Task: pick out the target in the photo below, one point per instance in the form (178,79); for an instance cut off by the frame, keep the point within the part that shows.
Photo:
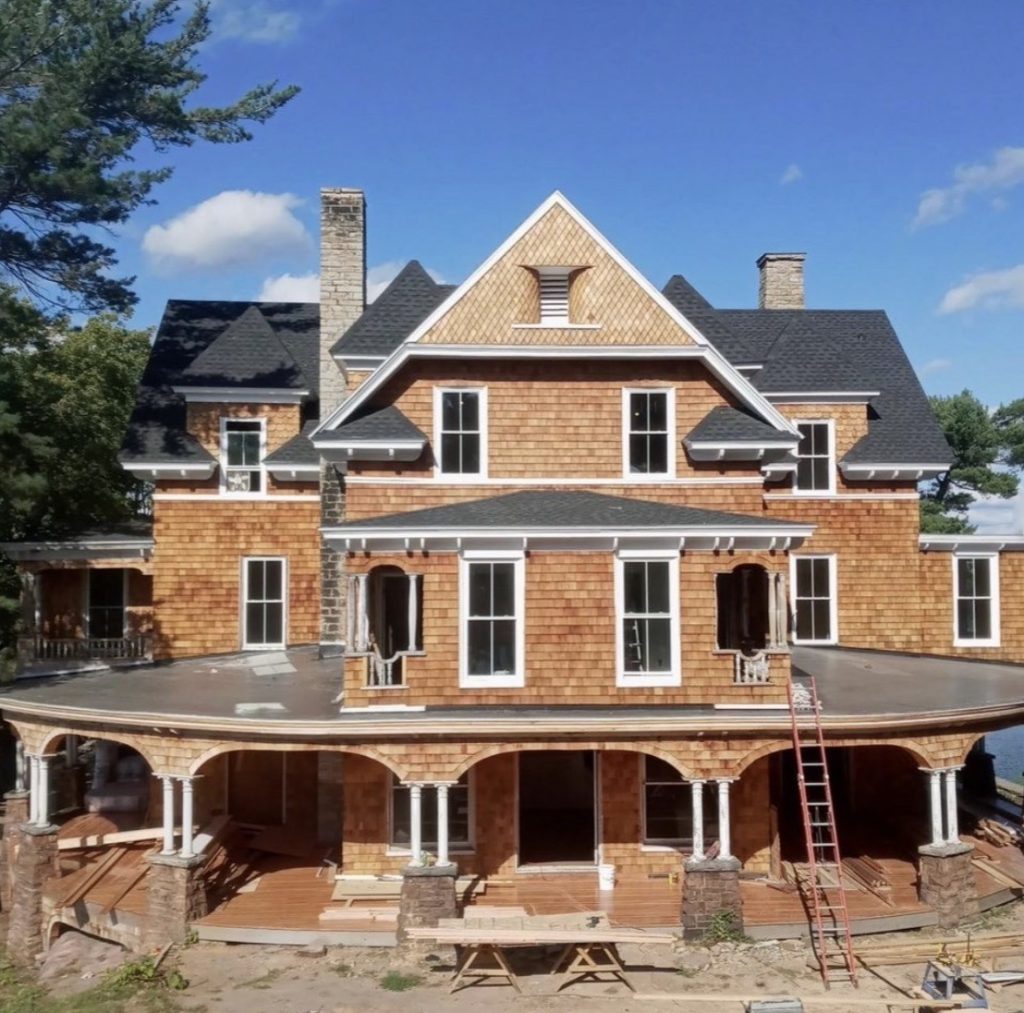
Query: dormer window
(242,455)
(554,287)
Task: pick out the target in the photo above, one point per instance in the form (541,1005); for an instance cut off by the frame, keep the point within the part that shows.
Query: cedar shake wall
(569,635)
(198,570)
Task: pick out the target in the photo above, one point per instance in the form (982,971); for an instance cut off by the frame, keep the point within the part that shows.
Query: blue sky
(885,139)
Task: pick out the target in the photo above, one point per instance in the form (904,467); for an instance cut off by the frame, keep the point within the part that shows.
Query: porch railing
(39,648)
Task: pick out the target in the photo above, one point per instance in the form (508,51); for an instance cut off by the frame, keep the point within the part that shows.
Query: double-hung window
(461,439)
(648,429)
(976,593)
(647,606)
(460,815)
(242,442)
(814,606)
(815,453)
(492,642)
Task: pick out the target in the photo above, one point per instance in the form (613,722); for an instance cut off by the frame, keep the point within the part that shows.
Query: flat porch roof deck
(296,692)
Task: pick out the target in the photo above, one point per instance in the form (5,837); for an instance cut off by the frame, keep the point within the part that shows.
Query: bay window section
(976,597)
(647,593)
(492,605)
(460,815)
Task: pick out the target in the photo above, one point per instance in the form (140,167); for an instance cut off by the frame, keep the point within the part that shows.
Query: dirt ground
(225,978)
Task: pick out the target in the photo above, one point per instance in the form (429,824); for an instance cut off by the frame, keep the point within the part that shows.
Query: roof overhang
(353,538)
(971,543)
(820,396)
(122,548)
(911,472)
(247,395)
(152,470)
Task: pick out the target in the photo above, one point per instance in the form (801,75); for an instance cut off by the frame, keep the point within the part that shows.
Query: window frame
(993,598)
(514,680)
(833,597)
(455,847)
(674,677)
(627,431)
(243,631)
(459,476)
(830,490)
(224,491)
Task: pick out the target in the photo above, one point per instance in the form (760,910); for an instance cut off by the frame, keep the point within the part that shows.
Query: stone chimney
(343,281)
(781,281)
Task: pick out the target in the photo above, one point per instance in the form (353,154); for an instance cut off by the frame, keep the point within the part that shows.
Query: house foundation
(711,894)
(948,884)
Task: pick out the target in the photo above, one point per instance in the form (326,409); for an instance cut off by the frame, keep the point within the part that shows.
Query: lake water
(1008,747)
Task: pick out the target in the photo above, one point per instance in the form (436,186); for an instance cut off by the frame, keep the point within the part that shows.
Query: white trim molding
(833,638)
(992,560)
(673,677)
(242,395)
(516,679)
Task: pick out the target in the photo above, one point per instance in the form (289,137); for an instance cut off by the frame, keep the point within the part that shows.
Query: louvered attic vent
(554,284)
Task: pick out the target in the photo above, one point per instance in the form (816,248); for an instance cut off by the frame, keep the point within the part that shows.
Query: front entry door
(557,807)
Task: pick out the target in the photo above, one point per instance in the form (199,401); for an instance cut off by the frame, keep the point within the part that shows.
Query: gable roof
(246,353)
(157,427)
(410,298)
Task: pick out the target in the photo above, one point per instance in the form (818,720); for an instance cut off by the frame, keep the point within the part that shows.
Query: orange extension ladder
(832,938)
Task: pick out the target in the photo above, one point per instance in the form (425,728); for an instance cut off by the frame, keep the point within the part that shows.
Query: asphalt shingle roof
(568,510)
(394,313)
(725,423)
(298,450)
(157,428)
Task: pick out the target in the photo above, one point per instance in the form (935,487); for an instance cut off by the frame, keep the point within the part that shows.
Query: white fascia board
(730,376)
(244,395)
(971,543)
(909,471)
(820,396)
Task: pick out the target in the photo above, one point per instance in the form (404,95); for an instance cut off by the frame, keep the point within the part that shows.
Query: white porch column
(442,843)
(33,789)
(43,784)
(168,784)
(19,778)
(952,817)
(935,804)
(724,827)
(416,825)
(187,816)
(696,809)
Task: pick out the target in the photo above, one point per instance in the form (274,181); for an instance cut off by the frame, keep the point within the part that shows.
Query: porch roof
(293,694)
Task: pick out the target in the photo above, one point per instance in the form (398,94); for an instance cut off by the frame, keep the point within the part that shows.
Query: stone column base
(711,891)
(946,881)
(33,860)
(427,896)
(175,896)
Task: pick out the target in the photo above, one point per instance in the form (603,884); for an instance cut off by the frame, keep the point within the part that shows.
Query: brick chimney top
(781,285)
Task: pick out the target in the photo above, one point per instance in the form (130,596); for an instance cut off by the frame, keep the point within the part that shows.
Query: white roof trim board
(728,374)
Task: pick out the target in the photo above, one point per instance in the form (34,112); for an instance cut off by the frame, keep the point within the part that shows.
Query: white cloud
(235,227)
(793,174)
(988,290)
(291,288)
(1005,171)
(254,22)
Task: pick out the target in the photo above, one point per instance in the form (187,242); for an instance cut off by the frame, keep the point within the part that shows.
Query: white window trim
(993,579)
(626,679)
(457,476)
(222,469)
(671,413)
(245,600)
(817,493)
(517,679)
(833,595)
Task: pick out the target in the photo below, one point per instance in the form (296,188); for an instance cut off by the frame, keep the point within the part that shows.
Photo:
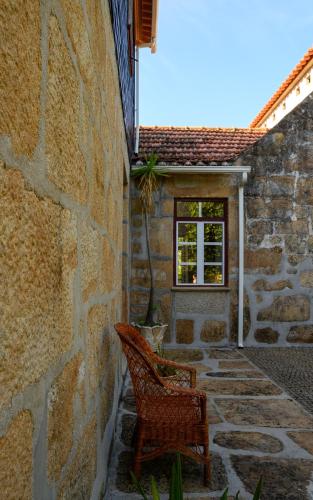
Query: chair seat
(170,411)
(170,416)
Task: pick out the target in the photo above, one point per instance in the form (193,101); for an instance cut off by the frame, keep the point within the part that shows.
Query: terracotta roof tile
(284,86)
(195,145)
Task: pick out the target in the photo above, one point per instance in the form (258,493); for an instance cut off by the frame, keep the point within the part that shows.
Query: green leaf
(154,489)
(225,495)
(138,486)
(257,494)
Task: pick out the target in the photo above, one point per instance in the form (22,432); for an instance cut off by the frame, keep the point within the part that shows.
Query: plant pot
(153,334)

::::

— Exercise —
Copy all of the material above word for word, leaving out the pictures.

— Solution to this task —
Task: pick out the target in the photo below, one point per instance in the form (178,79); for an instance cut off by the frame, keep the point within the part that shows.
Photo:
Query: dormer window
(242,455)
(554,287)
Task: pick out the target in the photo above, one point per instance in the form (541,1005); for an instance cut off by the frame, keep the point within the part that shows.
Query: cedar shake wall
(569,635)
(198,570)
Task: pick out the target in the photo above, one point per instance in the form (982,971); for an instance cut off by the frame, keep the point within the part that shows.
Query: blue sky
(885,139)
Task: pick out the target in the photo above, one point per instance in the form (904,467); for an instance cut off by the frame, keep the point within the part that shows.
Query: porch railing
(39,648)
Task: pick out the target in the photo above, one point per instance in the form (508,51); for an instance cut off by the frame, keep the point within the part that shows.
Query: double-hung window
(461,439)
(648,429)
(976,593)
(647,606)
(460,815)
(242,442)
(814,606)
(815,453)
(492,642)
Task: pick out the target in the photo above, one point per instance in the form (613,722); for an instance cut off by the frame, keep the point within the part that shows.
Query: flat porch roof deck
(296,692)
Task: pick out the target in the photo above, one point per instance in the form (5,837); for an instance cut off by the frame, keep the point within the part that shows.
Query: bay window section
(976,597)
(647,593)
(492,605)
(460,815)
Task: pick out the target in the photo above, one point per instance in the form (140,167); for an instance cut off by the frame, keep the point within the part that shows.
Query: dirt ground
(225,978)
Task: pick out the target in the photo above, one point per instance in the form (429,824); for an instance cut off by the frame, keep the point within the part that shows.
Query: roof overhang
(353,538)
(971,543)
(820,396)
(122,548)
(911,472)
(247,395)
(152,470)
Task: pick out the target in the photo above, one point per instance in the form (801,75); for an instance cut off by the frame, keep the point within the part that shows.
Query: window frame
(993,598)
(514,680)
(833,597)
(455,847)
(674,677)
(627,431)
(243,631)
(459,476)
(830,490)
(224,491)
Task: pick out the target in the photo above, one point per instance in the form (760,910); for an instance cut off by the frame, keep the point within the part that shows.
Query: stone chimney
(343,281)
(781,281)
Task: pick out the target in the photo above, one point per instance in the form (353,154); for an instance cut off by the frame, keep the point within the part that shows.
Query: house foundation
(711,894)
(948,884)
Task: pick out the target in the photo above, one point per instance in the form (326,409); for an instance cut off by the frame, keep the point within the part that shows.
Query: lake water
(1008,747)
Task: pick out the target in the photo above, one point per instance in the form (436,186); for an instance cut off by the frame, keep the point within the part that shows.
Query: white trim molding
(833,638)
(992,560)
(673,677)
(242,395)
(516,679)
Task: pick out the target in the photo above, one point per instance in the form (289,137); for an instance cut off by the frame, keep the point within the part that shows.
Query: louvered attic vent
(554,284)
Task: pick out the target in the photo above, one point per instance in the form (816,248); for an instance cut off by the frame, keep the point within the part that shows.
Query: front entry door
(557,807)
Task: pick out the target in the photo above, one point per instance in the form (199,401); for an instance cut off by the frame, keep the point within the part that shows.
Query: gable roof
(246,353)
(157,427)
(410,298)
Task: pick out the target in the photo above, one point per instance in the form (818,720); for an instance cut off by the frame, keep the point within the part that shows.
Query: orange extension ladder
(832,938)
Task: pick out the target in the photo above, one point per instance in the form (425,728); for an instance cut off by the frame, keep the point within the part that shows.
Query: asphalt shingle roof
(568,510)
(394,313)
(725,423)
(298,450)
(157,428)
Task: pick out the target in the photo above, one point per instance in the form (935,487); for an instance cut off by the frame, keep the point within the part that shows.
Query: white fascia board
(730,376)
(244,395)
(971,543)
(909,471)
(820,396)
Task: pick out the target in the photo above, one point per instance in the form (404,95); for an instance cut off by the frame, keep the point within the part that shows.
Query: white porch column
(442,843)
(33,789)
(43,784)
(168,784)
(19,778)
(952,817)
(935,804)
(724,827)
(416,825)
(187,816)
(696,809)
Task: pick out the target in the photo above, one point per instance in the form (274,181); for an instance cut off by the frame, keep the point within the part that shows.
Query: porch roof
(293,694)
Task: pick out the target in the photo above, one point per instance in the form (398,94); for an instance cut off by the frame, keep the point within the part that shows.
Query: stone column base
(711,891)
(946,881)
(33,860)
(427,896)
(175,896)
Task: pick out the target in the photo above, one point per instance in the form (603,884); for an instance cut off by the frame, keep the point within the part that shows.
Query: brick chimney top
(781,285)
Task: pick out the target in the photo above, one point per instance in the form (130,596); for an instance cut off by the frame, keep the point within the part that shows.
Query: white roof trim board
(728,374)
Task: pick out the target in the photo above, one point per instance in the form (34,112); for an instance cut off by the frame, keep the point within the part that shows.
Query: white cloud
(235,227)
(793,174)
(988,290)
(291,288)
(1005,171)
(254,22)
Task: pick out the target in the photo above, one point per instance in the form (187,242); for an instance cut off by the frame, keep the point within the part that shows.
Query: white window trim
(993,579)
(626,679)
(457,476)
(222,469)
(671,413)
(245,600)
(817,493)
(517,679)
(833,595)
Task: pick out the target in the photo below, one point per instance in the form (296,188); for an instance cut off by the frame, keep the point within the part that shows.
Photo:
Query: chair seat
(170,411)
(170,416)
Task: pick out the target in the photo above, one point per instance in the form (193,101); for an instance cut off by the frame, keep the point within the part that shows.
Query: terracotta roof tile
(284,86)
(195,145)
Task: pick out the target in the photo above, one point per instance in the form (258,493); for an instance cut off by the frame, keep the point within the part that shows.
Query: green leaf
(154,489)
(225,495)
(138,486)
(257,494)
Task: pick out the target in the photo above, one point per instance in the form (22,432); for an instance cut off by the frame, keep the point within the part that shows.
Query: plant pot
(153,334)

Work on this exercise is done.